■ **Your goal**
Copy out all the records exactly.
-=-=-=-=-
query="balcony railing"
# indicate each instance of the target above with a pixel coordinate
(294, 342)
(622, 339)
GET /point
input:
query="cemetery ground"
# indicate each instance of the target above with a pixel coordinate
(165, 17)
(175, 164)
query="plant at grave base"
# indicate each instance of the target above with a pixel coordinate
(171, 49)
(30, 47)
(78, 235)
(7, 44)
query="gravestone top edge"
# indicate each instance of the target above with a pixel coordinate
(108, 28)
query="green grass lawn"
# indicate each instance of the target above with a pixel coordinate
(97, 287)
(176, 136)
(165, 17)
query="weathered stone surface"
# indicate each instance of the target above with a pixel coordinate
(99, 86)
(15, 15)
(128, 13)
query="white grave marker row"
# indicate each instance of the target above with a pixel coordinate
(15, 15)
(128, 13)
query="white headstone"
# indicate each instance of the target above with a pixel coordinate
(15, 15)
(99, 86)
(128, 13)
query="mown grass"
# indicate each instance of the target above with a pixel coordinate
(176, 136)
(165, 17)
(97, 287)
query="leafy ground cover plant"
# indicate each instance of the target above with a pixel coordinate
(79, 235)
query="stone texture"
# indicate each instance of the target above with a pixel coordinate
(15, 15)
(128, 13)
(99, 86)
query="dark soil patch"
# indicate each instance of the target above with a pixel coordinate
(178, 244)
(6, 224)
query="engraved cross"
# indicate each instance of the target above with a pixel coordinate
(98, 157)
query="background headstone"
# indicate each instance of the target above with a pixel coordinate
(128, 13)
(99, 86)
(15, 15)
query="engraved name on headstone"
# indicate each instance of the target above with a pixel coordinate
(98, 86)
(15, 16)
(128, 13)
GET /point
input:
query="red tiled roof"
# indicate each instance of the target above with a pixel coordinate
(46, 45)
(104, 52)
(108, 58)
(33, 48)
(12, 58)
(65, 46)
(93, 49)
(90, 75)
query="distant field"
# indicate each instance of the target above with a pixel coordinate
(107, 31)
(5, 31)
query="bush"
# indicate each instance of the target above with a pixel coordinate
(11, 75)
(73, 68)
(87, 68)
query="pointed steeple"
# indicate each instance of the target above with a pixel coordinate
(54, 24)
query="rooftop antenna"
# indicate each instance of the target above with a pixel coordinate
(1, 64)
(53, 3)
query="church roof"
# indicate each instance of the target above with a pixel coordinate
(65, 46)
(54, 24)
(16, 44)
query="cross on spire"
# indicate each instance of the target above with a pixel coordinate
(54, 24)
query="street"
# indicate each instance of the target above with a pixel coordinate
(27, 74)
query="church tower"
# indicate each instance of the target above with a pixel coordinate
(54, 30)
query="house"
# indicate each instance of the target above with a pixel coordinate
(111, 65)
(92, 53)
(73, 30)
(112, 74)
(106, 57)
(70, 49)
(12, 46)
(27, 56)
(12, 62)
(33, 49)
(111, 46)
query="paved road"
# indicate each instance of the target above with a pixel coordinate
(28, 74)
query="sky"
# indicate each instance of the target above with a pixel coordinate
-=-=-=-=-
■ **Exercise answer**
query="balcony railing"
# indicate each instance of the target above with a pixel coordinate
(294, 342)
(622, 339)
GET /point
input:
query="cemetery ground"
# indicate each instance of the target above with a pixel coordinate
(165, 17)
(175, 164)
query="plant at grave base"
# indicate each instance of the target above with a pixel coordinate
(171, 49)
(30, 47)
(78, 235)
(7, 44)
query="gravestone top edge"
# indicate each instance of the target above with a pixel coordinate
(108, 28)
query="green grass lawn"
# indicate each instance of the target above with a pixel coordinate
(97, 287)
(176, 136)
(165, 17)
query="weathered stone surface"
# indicate each instance of the target above with a pixel coordinate
(99, 86)
(15, 15)
(128, 13)
query="white grave marker row"
# indicate each instance of the target above with a pixel coordinate
(15, 15)
(128, 13)
query="white headstone"
# indicate each instance of the target above with a pixel coordinate
(15, 15)
(99, 86)
(128, 13)
query="mown grass"
# indicate each instance of the target above with a pixel coordinate
(176, 136)
(165, 17)
(97, 287)
query="leafy ground cover plant"
# indicate each instance of the target above with a pixel coordinate
(79, 235)
query="stone texture"
# indicate each instance of the target above with a pixel coordinate
(15, 15)
(128, 13)
(99, 86)
query="dark soil patch"
# indicate each instance of the target above with a pixel coordinate
(178, 244)
(6, 224)
query="engraved cross"
# indicate each instance of the target above with a pixel coordinate
(98, 157)
query="background headstone"
# indicate each instance of the target above with a pixel coordinate
(128, 13)
(99, 86)
(15, 15)
query="engraved name on headstone"
# indicate each instance of the target above with a pixel coordinate
(98, 86)
(15, 16)
(128, 13)
GET /point
input:
query="red tiled roof"
# indicate each instance of the target above with a pixel coordinate
(46, 45)
(104, 52)
(108, 58)
(33, 48)
(12, 58)
(65, 46)
(93, 49)
(90, 75)
query="distant field"
# indicate each instance of the target above with a pixel coordinate
(107, 31)
(5, 31)
query="bush"
# indicate each instance of the target above with a pixel coordinate
(11, 75)
(73, 68)
(87, 68)
query="pointed steeple"
# indicate each instance of the target above with a pixel coordinate
(54, 24)
query="rooftop antenna"
# indicate each instance of the target above with a pixel coordinate
(1, 64)
(53, 3)
query="church roof"
# indicate each instance of the target above with a pixel coordinate
(65, 46)
(54, 24)
(16, 44)
query="cross on spire"
# indicate each instance of the target above with a pixel coordinate
(54, 24)
query="street"
# indicate each instance of the target above with a pixel coordinate
(27, 74)
query="church tower"
# indicate each instance of the target above with a pixel coordinate
(54, 30)
query="house"
# indicate each instance of the target above with a pixel coordinate
(111, 65)
(92, 53)
(73, 30)
(112, 74)
(106, 57)
(70, 49)
(12, 46)
(27, 56)
(12, 62)
(33, 49)
(111, 46)
query="paved road"
# indicate each instance of the target above with a pixel coordinate
(28, 74)
query="sky"
# indicate each instance of the target above with a pixel coordinate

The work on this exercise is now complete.